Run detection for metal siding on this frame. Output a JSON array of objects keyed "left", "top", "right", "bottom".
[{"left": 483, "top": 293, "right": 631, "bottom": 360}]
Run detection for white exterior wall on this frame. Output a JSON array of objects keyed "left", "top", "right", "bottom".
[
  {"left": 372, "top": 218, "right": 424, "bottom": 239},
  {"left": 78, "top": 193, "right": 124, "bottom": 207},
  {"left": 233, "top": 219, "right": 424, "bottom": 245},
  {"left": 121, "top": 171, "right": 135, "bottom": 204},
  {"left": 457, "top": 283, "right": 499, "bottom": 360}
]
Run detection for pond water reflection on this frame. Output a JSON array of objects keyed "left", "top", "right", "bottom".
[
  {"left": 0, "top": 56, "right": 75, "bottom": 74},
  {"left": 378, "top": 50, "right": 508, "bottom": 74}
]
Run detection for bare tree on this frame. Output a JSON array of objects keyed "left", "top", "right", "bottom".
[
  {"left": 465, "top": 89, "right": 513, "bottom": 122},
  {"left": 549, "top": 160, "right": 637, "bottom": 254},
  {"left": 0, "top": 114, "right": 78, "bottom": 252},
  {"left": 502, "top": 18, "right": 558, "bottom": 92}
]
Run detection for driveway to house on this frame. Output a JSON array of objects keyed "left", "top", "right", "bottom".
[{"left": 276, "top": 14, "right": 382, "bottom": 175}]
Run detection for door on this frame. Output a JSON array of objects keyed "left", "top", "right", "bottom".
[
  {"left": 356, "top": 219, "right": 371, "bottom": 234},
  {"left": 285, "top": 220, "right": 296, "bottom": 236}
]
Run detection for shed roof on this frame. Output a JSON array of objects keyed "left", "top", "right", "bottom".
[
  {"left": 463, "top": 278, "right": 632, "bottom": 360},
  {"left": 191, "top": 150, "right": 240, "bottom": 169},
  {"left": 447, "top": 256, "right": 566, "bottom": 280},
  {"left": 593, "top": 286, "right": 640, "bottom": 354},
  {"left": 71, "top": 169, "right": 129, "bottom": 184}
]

◆ ◆ ◆ ◆ ◆ ◆ ◆

EXERCISE REQUIREMENTS:
Reproduce every one of the items above verbatim, changing nothing.

TASK ANSWER:
Run detection for metal siding on this frame. Output a JSON array of objects keyed "left", "top", "right", "bottom".
[{"left": 483, "top": 293, "right": 631, "bottom": 360}]
Run detection for white exterior wall on this frame. Output a JSON array of objects keyed "left", "top", "right", "bottom".
[
  {"left": 372, "top": 218, "right": 424, "bottom": 239},
  {"left": 78, "top": 193, "right": 124, "bottom": 207},
  {"left": 233, "top": 219, "right": 424, "bottom": 245},
  {"left": 121, "top": 171, "right": 135, "bottom": 204},
  {"left": 457, "top": 283, "right": 499, "bottom": 360}
]
Run detection for pond water reflection on this frame. Output a JSON array of objects keyed "left", "top", "right", "bottom".
[
  {"left": 0, "top": 56, "right": 75, "bottom": 74},
  {"left": 378, "top": 50, "right": 508, "bottom": 74}
]
Run detection for bare tree on this frame. Output a JSON array of objects keyed "left", "top", "right", "bottom".
[
  {"left": 465, "top": 89, "right": 513, "bottom": 122},
  {"left": 549, "top": 160, "right": 637, "bottom": 254},
  {"left": 0, "top": 114, "right": 78, "bottom": 252},
  {"left": 502, "top": 18, "right": 558, "bottom": 92}
]
Run detection for driveway to house on this frame. Output a JSON array of objects keyed "left", "top", "right", "bottom".
[{"left": 276, "top": 14, "right": 382, "bottom": 175}]
Run detection for door on this frame. Output a JSON array of objects keyed "left", "top", "right", "bottom".
[
  {"left": 356, "top": 219, "right": 371, "bottom": 234},
  {"left": 285, "top": 220, "right": 296, "bottom": 236}
]
Run detection for shed roof on this frame. Output a JSON array of objects keyed "left", "top", "right", "bottom".
[
  {"left": 463, "top": 278, "right": 632, "bottom": 360},
  {"left": 191, "top": 150, "right": 240, "bottom": 169},
  {"left": 447, "top": 256, "right": 566, "bottom": 280},
  {"left": 593, "top": 286, "right": 640, "bottom": 354},
  {"left": 71, "top": 169, "right": 129, "bottom": 184}
]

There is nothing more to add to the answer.